[AIM OF THE EXERCISE]: From the post below on Spectre and the unique product identifier, list each characteristic it says typically describes a product at the SKU level in the pharmaceutical world.

[EXTRACTED TEXT]:
Spectre vs James Bond and the Unique Product Identifier

bond_24_spectreThe latest James Bond movie is out. It is called Spectre. Spectre is the name of a criminal organization.

In the movie “Bond, James Bond” alias 007 and in this case Mickey Mouse sneaks into a Spectre meeting. At that meeting the Spectre folks reports how they maliciously earns money. One way is selling falsified medicine.

Of course Bond hits Spectre hard during the movie. And if Bond didn’t hit all the villains, data management will do so related to falsified medicine.

The method is using a unique product identifier.

Usually in master data management, we describe a product to the level of unique characteristics also called a Stock Keeping Unit (SKU). In the pharmaceutical world that will typically be a brand name, a concentration of active substances, a dosage type and pack size and possibly a destination country.

From the electronics and machinery sectors, we know the approach of assigning each physical instance of the product a serial number. The same approach is becoming mandatory for medicine in more and more countries. The pharmaceutical manufacturers will assign a unique number to every package (and sometimes also shipping boxes) and report those to the health care authorities around the world. At the point of delivery, it is checked that the identifier equals an original product instance.

The identifier is formed by a product identifier being a Global Trade Identification Number (GTIN) or a National Drug Code (NDC) plus a randomly assigned serial number, making it hard to guess the serial number part.

4 thoughts on “Spectre vs James Bond and the Unique Product Identifier

  1. Jos Schreurs 31st October 2015 / 11:57

    Hi Henrik, Nice way to bridge 007 with the world of MDM..

  2. gino fortunato 2nd November 2015 / 21:46

    unless I missed the boat, this is going to require a lot more data collection at the pharmacy, as well as additional inventory management processes to not co-mingle otherwise identical product from different batches. Nothing insurmountable, but definitely a burden.

  3. Henrik Liliendahl Sørensen 3rd November 2015 / 13:15

    Thanks for the comments. This approach, maybe better called product serialization, will indeed require much on the infrastructure side. Interestingly we have seen the first implementations in emerging markets while the EU and US are still on the doorstep.

[SUPPLIED INFORMATION]:

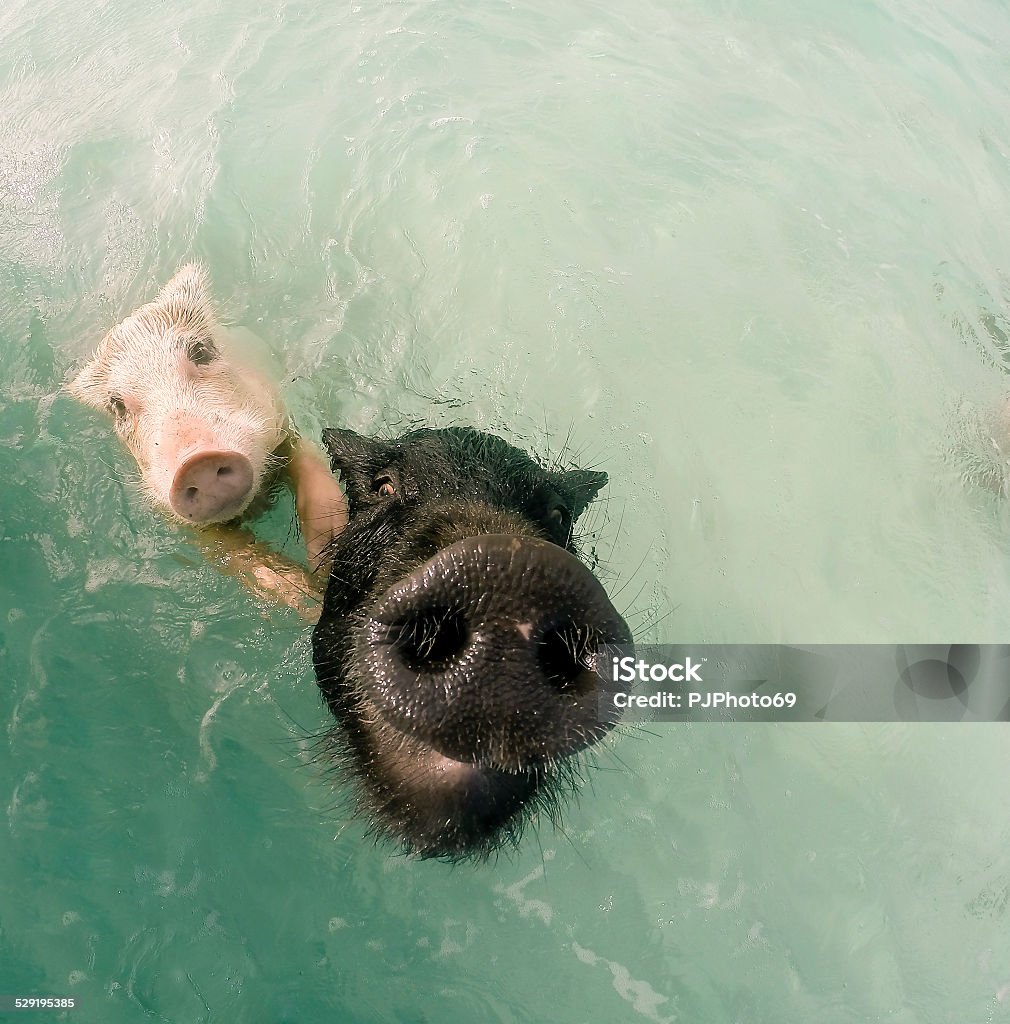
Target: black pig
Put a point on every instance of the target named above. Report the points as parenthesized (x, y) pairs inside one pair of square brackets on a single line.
[(458, 637)]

[WORKED SOLUTION]:
- a brand name
- a concentration of active substances
- a dosage type
- a pack size
- possibly a destination country